Tomato Farming in Kenya
Every farmer looks for tricks to better tomato farming in Kenya. Most Kenyan farmers started with tomato farms having been told of the huge profits in the market. The truth sometimes is hard to bear as a lot of us, small scale farmers have lost fortunes in tomato farming Kenya.
Tomato Farming in Kenya – Ecological Requirements
Before planting tomatoes, the following factors should be considered:-
Location for planting:- Water proximity should be as close as possible to the planting field to avoid added costs of pumping water. Although water tanks can be used and this is specifically suitable when using a drip irrigation system.
The previous crop planted:- Tomatoes should not be planted immediately after potatoes or pepper and a 3-month break should be observed. This is to minimize the risk of diseases and reduce costs on disease management.
Topology:- Gently sloping land is best as it facilitates drainage during rainy periods, especially for the open-air method.
Soil:- The soil should be deep well-drained loam. The soil should be prepared well and loosened and broken down well. The optimal pH for tomatoes is around 6-7.5. Soil analysis can be done to determine this and help you come up with the list of required fertilizer to prepare the land. If the pH is low, lime can be used to raise it and if high, gypsum can be used to lower it.
Tomato Farming in Kenya – Tomato Varieties
The following hybrid tomatoes are available in Kenya:-
- Shanty F-1 Improved- For Open Field Production
- Galilea F-1 Improved- For Open Field Production
- Corazon F-1 (Oval Shape)– For Greenhouse Production
- Eva F-1 (Oval Shape)- For Greenhouse Production
- Yaara (Round Shape)- For Greenhouse Production
The advantages of the above hybrid varieties compared to non-hybrid are:-
- Extended Shelf life
- Fruit uniformity
- High yield
- Disease resistance
- Heat Resistance
Tomato Farming in Kenya – Nursery Preparation
The nursery is prepared by raising soil around 15cm high and leaving spaces for walkways of around 30cm or more between beds.
- The soil should be fine and made up of small particles.
- This is to make it easier for the small seeds of tomatoes to breakthrough.
- The seeds should not be buried deep into the soil but planted at a depth of around 1cm.
- The tomato seeds should be covered just slightly with soil.
- Spacing between rows should be around 15cm.
- To increase moisture level, mulch is to be added on the seedbed.
- This also reduces the splash effect during watering.
- Watering is best done in the morning and the seeds are expected to start showing/sprouting in around 8days.
- The watering should continue until a week or two before transplanting where it is reduced to harden off the seedlings.
it takes about a month before transplanting is required.
Tomato Farming in Kenya – Land Preparation
The field is plowed to a fine tilth by giving one to two plowing. Consideration should be made on the mode used and the type of irrigation.
- Furrows are then opened in the recommended spacing.
- Seedlings are transplanted in furrows in light soils and on side of the ridges in case of heavy soils.
- Pre-Soaking irrigation is given 2 days prior to transplanting.
- Transplanting should preferably be done in the evening, starter fertilizer required during transplanting as a basal application.
- Once transplanted, immediate irrigation required as well as a control for early pests.

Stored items
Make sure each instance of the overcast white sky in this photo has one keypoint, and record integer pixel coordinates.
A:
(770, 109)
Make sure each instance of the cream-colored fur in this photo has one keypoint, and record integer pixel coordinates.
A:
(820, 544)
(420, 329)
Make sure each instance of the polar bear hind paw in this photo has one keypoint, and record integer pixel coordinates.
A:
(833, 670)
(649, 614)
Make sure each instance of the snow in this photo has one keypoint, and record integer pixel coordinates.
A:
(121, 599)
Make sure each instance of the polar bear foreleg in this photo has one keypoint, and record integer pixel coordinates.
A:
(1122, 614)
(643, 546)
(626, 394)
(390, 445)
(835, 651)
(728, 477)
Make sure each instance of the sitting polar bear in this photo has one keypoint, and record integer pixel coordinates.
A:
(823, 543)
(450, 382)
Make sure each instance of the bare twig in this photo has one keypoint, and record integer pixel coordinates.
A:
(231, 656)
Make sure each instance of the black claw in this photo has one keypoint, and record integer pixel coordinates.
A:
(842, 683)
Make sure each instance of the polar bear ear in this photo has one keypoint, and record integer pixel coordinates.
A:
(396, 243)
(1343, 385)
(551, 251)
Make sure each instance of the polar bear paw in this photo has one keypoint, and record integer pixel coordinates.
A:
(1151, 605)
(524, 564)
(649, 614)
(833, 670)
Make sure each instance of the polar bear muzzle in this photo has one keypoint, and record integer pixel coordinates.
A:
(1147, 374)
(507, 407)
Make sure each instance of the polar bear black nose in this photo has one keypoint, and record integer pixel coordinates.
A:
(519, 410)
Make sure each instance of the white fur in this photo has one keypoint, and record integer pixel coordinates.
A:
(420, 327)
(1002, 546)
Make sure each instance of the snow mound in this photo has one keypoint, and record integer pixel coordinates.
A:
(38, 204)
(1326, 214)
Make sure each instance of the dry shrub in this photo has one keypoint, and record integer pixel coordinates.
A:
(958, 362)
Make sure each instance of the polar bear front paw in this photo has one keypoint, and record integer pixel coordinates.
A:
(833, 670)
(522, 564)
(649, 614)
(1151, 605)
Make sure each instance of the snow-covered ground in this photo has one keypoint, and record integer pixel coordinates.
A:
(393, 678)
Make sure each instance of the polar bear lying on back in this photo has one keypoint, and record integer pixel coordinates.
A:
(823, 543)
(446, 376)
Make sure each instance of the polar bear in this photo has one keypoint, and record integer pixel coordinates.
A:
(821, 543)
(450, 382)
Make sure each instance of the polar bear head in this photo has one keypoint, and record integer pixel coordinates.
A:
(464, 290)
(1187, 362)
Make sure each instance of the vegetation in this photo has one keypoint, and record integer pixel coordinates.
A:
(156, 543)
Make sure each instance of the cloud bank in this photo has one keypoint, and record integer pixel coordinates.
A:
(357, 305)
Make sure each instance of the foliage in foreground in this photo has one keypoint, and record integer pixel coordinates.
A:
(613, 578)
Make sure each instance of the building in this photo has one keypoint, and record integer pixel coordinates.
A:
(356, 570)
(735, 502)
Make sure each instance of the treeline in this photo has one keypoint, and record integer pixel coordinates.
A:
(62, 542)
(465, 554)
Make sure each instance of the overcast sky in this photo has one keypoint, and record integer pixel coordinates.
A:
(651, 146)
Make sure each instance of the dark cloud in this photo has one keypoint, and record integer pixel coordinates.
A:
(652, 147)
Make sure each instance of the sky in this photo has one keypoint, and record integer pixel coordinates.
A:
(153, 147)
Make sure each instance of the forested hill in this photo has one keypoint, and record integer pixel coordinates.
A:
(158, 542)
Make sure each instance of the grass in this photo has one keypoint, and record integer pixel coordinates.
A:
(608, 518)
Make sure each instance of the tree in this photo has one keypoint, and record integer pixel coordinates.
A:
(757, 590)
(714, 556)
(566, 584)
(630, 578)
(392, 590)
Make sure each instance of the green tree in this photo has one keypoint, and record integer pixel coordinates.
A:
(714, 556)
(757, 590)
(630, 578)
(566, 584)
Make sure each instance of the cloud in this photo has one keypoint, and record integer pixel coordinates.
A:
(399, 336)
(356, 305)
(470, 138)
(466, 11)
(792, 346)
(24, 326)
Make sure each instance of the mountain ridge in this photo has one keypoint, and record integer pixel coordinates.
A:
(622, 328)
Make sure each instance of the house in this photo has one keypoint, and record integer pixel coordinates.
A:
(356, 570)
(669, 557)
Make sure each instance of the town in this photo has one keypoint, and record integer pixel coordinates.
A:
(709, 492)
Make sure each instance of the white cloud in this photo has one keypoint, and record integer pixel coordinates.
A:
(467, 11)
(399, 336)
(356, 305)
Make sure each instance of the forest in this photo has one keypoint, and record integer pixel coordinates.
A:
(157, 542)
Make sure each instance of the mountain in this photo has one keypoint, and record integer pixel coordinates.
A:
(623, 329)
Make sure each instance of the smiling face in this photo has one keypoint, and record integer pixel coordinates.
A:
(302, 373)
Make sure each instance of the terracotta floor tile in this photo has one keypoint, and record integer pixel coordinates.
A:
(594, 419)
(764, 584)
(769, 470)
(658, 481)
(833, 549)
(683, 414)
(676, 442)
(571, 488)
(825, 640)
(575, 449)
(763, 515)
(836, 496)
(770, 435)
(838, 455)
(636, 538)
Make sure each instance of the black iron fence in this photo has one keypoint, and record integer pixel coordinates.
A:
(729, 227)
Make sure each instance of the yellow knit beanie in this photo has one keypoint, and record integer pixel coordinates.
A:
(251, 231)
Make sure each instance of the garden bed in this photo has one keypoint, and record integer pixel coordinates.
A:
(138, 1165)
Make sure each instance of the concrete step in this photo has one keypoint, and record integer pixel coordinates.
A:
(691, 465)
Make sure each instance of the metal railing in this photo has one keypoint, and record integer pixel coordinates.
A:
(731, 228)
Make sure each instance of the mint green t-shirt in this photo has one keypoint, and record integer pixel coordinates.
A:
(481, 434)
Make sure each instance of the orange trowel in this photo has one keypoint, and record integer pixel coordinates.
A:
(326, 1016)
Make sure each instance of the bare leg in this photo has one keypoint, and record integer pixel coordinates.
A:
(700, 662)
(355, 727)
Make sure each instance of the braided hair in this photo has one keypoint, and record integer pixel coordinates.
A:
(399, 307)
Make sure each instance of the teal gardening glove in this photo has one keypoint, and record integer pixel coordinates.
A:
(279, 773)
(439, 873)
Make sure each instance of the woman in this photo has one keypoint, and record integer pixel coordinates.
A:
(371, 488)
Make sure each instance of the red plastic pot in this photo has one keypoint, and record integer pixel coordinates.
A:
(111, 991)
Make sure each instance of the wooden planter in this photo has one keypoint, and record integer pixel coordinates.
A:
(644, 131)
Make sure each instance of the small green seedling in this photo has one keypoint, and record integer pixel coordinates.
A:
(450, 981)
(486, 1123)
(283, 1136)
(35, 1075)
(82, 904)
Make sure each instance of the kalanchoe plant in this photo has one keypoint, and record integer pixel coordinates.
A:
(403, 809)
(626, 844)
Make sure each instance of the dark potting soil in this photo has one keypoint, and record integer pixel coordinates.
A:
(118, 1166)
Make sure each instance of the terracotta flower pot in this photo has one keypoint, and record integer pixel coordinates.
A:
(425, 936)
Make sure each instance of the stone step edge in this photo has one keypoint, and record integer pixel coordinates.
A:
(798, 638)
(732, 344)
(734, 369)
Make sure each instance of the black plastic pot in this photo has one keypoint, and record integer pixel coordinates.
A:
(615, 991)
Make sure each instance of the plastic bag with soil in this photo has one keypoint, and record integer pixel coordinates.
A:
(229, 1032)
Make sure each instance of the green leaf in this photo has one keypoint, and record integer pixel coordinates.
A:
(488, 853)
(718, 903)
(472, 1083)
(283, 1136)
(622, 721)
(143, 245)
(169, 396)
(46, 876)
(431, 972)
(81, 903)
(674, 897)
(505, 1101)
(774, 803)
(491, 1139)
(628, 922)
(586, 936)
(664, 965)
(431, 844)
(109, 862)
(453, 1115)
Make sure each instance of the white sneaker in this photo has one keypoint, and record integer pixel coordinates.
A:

__WORK TO COMPLETE__
a) Condense the paragraph of the tomato farming guide that begins "Soil:- The soil should be deep" into a short bulleted list that keeps its main facts.
b) Write the next part of the tomato farming guide, starting after its last sentence.
These lines are separate from the tomato farming guide.

__ANSWER SECTION__
a)
- Use deep, well-drained loam that is well prepared, loosened and broken down.
- The optimal pH is about 6–7.5.
- A soil analysis can find the pH and help list the fertilizer needed to prepare the land.
- Raise a low pH with lime and lower a high pH with gypsum.

b)
Tomato Farming in Kenya – Transplanting
The nursery is watered thoroughly before transplanting for ease of uprooting the seedlings. Transplanting is done using a garden trowel. It is good practice to ensure that the roots carry a ball of soil during transplanting to increase the success rate after transplanting. It should be done early in the morning or in the evening.
Tomato Farming in Kenya – Planting
The seedlings are then planted in holes with a spacing of around 60 by 45
Tomato Farming in Kenya – Fertilizer Application
phosphate fertilizer is applied at the base for root development and urea or CAN used for leaf development after transplanting. Urea is applied at 2-3 weeks or CAN after 5 weeks. At the start of flowering, top dress with NPK and this can be repeated after the first harvest. Remember that fertilization is done to compensate for soil deficiency.
Tomato Farming in Kenya – Watering
It is important to ensure that the plants get adequate water supply. Excessive watering is however not good for the plants as it may cause leaching of nutrients.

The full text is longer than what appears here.